— Data rows —
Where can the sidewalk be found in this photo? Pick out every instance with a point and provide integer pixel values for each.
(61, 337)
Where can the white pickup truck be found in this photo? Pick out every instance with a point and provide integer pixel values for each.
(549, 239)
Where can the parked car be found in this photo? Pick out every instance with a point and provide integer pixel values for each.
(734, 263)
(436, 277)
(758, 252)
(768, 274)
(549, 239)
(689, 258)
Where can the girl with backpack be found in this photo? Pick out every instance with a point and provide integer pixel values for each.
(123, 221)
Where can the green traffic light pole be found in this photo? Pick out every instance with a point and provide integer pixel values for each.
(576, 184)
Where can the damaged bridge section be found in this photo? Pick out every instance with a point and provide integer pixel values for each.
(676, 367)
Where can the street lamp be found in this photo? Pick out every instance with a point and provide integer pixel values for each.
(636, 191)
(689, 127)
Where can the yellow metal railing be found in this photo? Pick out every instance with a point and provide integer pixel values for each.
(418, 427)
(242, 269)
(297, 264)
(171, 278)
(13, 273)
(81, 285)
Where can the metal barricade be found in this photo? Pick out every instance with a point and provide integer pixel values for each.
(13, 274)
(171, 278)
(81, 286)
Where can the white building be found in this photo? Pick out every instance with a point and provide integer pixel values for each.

— Task directions —
Rewrite every one of the records above as a numbered list, omitting any blank lines.

— Answer for the task —
1. Where can the sidewalk be found in this photo? Pick out every instance with a point and provide integer pixel values for each.
2. (61, 337)
3. Where can the white pickup truck be found in this photo? Pick out every instance with a point and provide integer pixel values for each.
4. (549, 239)
5. Where can the parked car be found in this photo? Pick out every instance with a point and provide integer pixel values for each.
6. (734, 263)
7. (436, 277)
8. (758, 252)
9. (768, 274)
10. (549, 239)
11. (689, 258)
12. Where can the girl with backpack be found in this photo? Pick out every instance with a point and provide integer pixel values for each.
13. (123, 221)
14. Where can the green traffic light pole be found in this photo? Pick out every instance with a point and provide integer pixel values for each.
15. (576, 184)
16. Where can the damaged bridge section be found in this photo? Pick out every instance with a point and provide integer pixel values for each.
17. (676, 367)
18. Where can the street lamp be found in this photo? Pick out every instance with a point and provide integer pixel values for each.
19. (636, 191)
20. (689, 127)
21. Where can the yellow metal railing be found in this photo? Pick out every instance with a point and provide integer pixel values for each.
22. (418, 427)
23. (242, 269)
24. (297, 264)
25. (171, 278)
26. (13, 273)
27. (81, 285)
28. Where can the metal barricade be found in this photo? Pick out every instance with a point and provide integer pixel values for each.
29. (13, 274)
30. (171, 278)
31. (81, 286)
32. Where can the white building be found in this photo? Pick out every instance with a point and provide integer pixel values for each.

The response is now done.